GIVEN PROBLEM A – Reproduce the listing from the line containing "Question. For every instance of the white" through its end, replacing "white top" with "white shirt" and changing nothing else.

QUOTED TEXT –
··········

Honeywell-Bull     CII-Honeywell-Bull     Bull

Operating System GCOS-64 GCOS-7

1967-200x

 

MISC
 

In this section, several aspects of GCOS covering features encountered within its development will be examined: 
 - the limits of the architecture that were originally suspected or that were discovered during years.
 - the constraints and decisions related to software engineering techniques in an industrial product.
 - the divergence (and their causes) with our original partner NEC.

··········

GIVEN PROBLEM B –
Answer these questions about the GCOS text:
(i) Which two operating system names appear in its header?
(ii) Who is named as the original partner?
(iii) The constraints and decisions mentioned relate to which techniques?

··········

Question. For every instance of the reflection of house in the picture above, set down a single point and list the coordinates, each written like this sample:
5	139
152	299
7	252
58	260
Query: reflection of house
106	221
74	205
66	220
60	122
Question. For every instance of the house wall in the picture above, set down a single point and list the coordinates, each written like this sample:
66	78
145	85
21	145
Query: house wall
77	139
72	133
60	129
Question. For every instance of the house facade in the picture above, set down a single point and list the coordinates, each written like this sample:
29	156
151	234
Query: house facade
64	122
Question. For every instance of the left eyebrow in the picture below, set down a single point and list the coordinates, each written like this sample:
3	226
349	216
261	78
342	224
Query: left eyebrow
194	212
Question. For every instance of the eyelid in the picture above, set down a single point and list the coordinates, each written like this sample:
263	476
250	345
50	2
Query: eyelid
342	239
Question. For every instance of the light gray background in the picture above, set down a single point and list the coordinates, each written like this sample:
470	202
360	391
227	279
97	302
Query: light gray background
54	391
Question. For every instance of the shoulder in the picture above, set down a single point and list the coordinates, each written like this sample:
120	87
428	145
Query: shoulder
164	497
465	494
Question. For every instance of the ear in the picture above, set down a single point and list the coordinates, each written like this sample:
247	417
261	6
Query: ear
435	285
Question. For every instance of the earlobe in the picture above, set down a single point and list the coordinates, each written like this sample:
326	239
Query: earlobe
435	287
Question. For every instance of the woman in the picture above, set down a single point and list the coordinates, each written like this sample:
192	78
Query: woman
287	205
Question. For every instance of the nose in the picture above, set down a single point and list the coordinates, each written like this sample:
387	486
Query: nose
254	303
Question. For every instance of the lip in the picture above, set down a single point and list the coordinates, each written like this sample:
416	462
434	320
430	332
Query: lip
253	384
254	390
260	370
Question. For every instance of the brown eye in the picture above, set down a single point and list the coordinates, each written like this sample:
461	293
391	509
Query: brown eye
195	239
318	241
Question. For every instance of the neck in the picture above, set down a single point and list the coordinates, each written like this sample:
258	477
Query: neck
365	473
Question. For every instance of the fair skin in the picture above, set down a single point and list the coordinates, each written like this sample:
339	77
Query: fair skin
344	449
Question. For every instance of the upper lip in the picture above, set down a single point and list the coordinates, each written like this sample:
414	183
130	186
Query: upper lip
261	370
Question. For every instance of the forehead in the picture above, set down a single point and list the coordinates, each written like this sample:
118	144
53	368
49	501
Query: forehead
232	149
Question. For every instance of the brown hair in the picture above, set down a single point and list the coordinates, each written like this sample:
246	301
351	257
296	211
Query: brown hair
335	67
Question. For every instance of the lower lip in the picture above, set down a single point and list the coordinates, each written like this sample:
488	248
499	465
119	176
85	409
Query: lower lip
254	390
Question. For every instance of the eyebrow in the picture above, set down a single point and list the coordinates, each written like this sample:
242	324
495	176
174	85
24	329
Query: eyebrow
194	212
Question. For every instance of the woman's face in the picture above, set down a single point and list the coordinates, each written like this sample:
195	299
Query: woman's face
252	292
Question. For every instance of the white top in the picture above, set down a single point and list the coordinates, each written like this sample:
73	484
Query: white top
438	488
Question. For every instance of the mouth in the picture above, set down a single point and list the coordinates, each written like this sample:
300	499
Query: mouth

··········

TASK OUTPUT A –
Question. For every instance of the white shirt in the picture above, set down a single point and list the coordinates, each written like this sample:
73	484
Query: white shirt
438	488
Question. For every instance of the mouth in the picture above, set down a single point and list the coordinates, each written like this sample:
300	499
Query: mouth

TASK OUTPUT B –
(i) GCOS-64 and GCOS-7
(ii) NEC
(iii) Software engineering techniques in an industrial product